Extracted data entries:
** BEGIN **
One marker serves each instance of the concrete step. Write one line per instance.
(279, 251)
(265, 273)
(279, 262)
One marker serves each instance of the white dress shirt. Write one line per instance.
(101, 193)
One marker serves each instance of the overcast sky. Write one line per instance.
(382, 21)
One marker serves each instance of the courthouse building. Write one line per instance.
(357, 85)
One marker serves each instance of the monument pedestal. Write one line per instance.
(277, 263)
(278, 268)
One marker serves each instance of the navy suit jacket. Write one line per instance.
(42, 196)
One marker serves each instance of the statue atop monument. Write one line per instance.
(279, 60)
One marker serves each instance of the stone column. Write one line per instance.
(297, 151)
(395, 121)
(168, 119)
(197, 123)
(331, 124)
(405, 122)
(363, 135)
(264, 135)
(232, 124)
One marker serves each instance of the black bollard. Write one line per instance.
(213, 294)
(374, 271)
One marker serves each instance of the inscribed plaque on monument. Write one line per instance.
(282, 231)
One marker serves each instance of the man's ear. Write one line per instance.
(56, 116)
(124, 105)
** END **
§ **INSTRUCTIONS FOR THE TASK**
Write out the entries above word for word.

§ **COMPLETED TASK**
One marker serves each instance of the concrete step. Write one line per instance.
(279, 251)
(265, 273)
(279, 262)
One marker serves each instance of the white dress shirt. Write one line per instance.
(101, 193)
One marker serves each instance of the overcast sky. Write one line per instance.
(382, 21)
One marker serves each instance of the courthouse building. Write one line per instance.
(357, 85)
One marker serves each instance of the monument pedestal. Write one line per instance.
(277, 263)
(278, 268)
One marker serves each instance of the navy suit jacket. Write one line per instance.
(42, 196)
One marker serves each instance of the statue atop monument. Write one line per instance.
(279, 60)
One marker serves each instance of the stone column. Write one line per instance.
(297, 151)
(395, 121)
(168, 119)
(197, 123)
(331, 124)
(405, 122)
(363, 135)
(264, 135)
(232, 124)
One marker serves each instance of the black bollard. Write one line per instance.
(213, 294)
(374, 271)
One marker serves each instance of the inscribed plaque on monument. Write one line per instance.
(282, 231)
One marker serves each instance of the man's ear. Write one line per instance.
(56, 116)
(124, 105)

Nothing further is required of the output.